Aim >> Copy out the records word for word, from the line containing "Bet you can't find white" through the line containing "[425,674,461,697]", including both of those lines, and leave out the pictures.

Records for the task >>
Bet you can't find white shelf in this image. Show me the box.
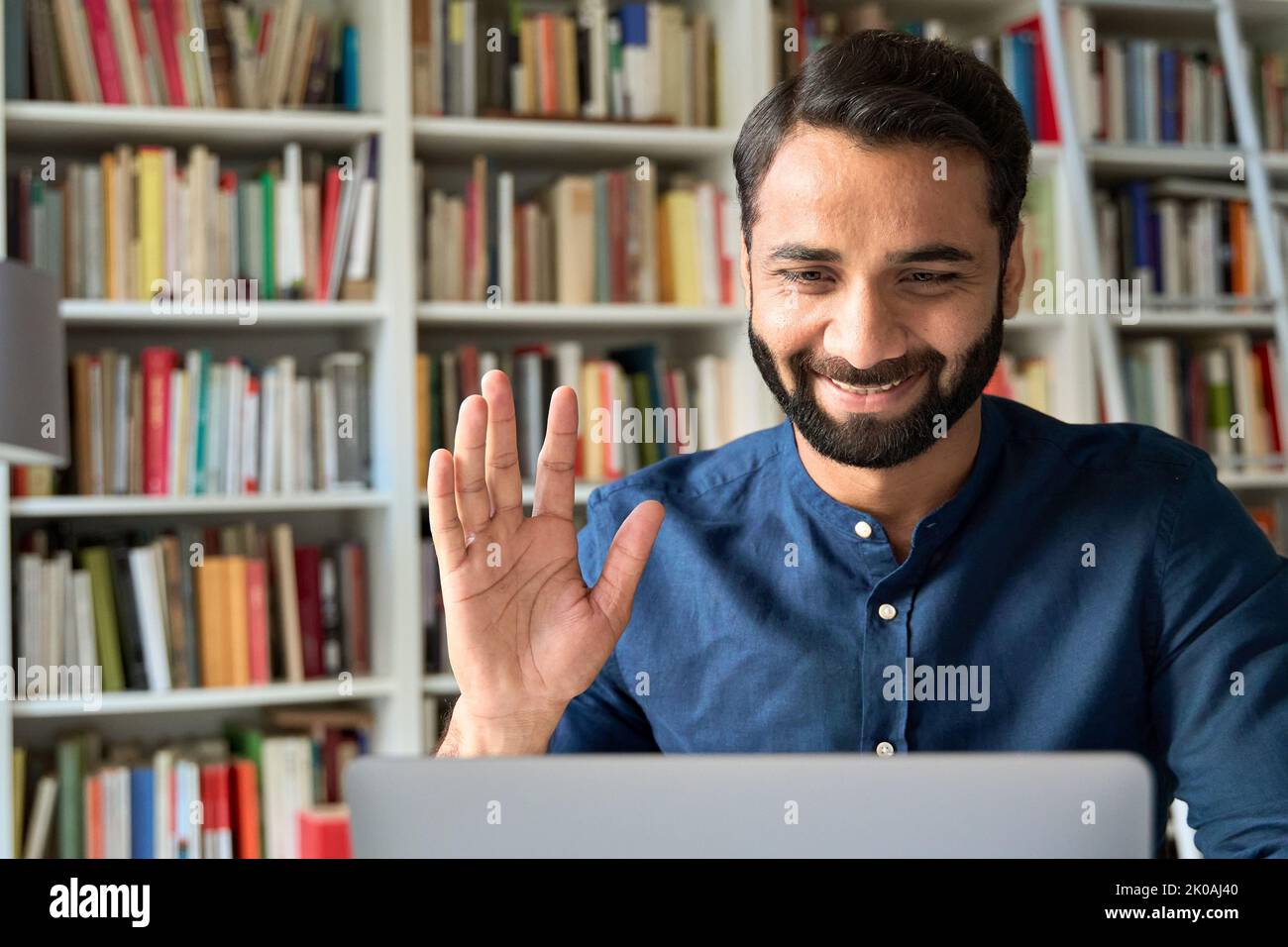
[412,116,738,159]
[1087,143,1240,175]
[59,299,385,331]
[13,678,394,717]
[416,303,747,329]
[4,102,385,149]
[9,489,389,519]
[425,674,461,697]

---

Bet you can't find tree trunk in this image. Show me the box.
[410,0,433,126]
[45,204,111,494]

Finished exercise >>
Bet you can't find white shelf in this image. Show me the box.
[412,116,738,159]
[1087,143,1240,175]
[59,299,385,331]
[13,678,394,717]
[416,303,747,329]
[4,102,385,149]
[9,489,389,519]
[425,674,461,697]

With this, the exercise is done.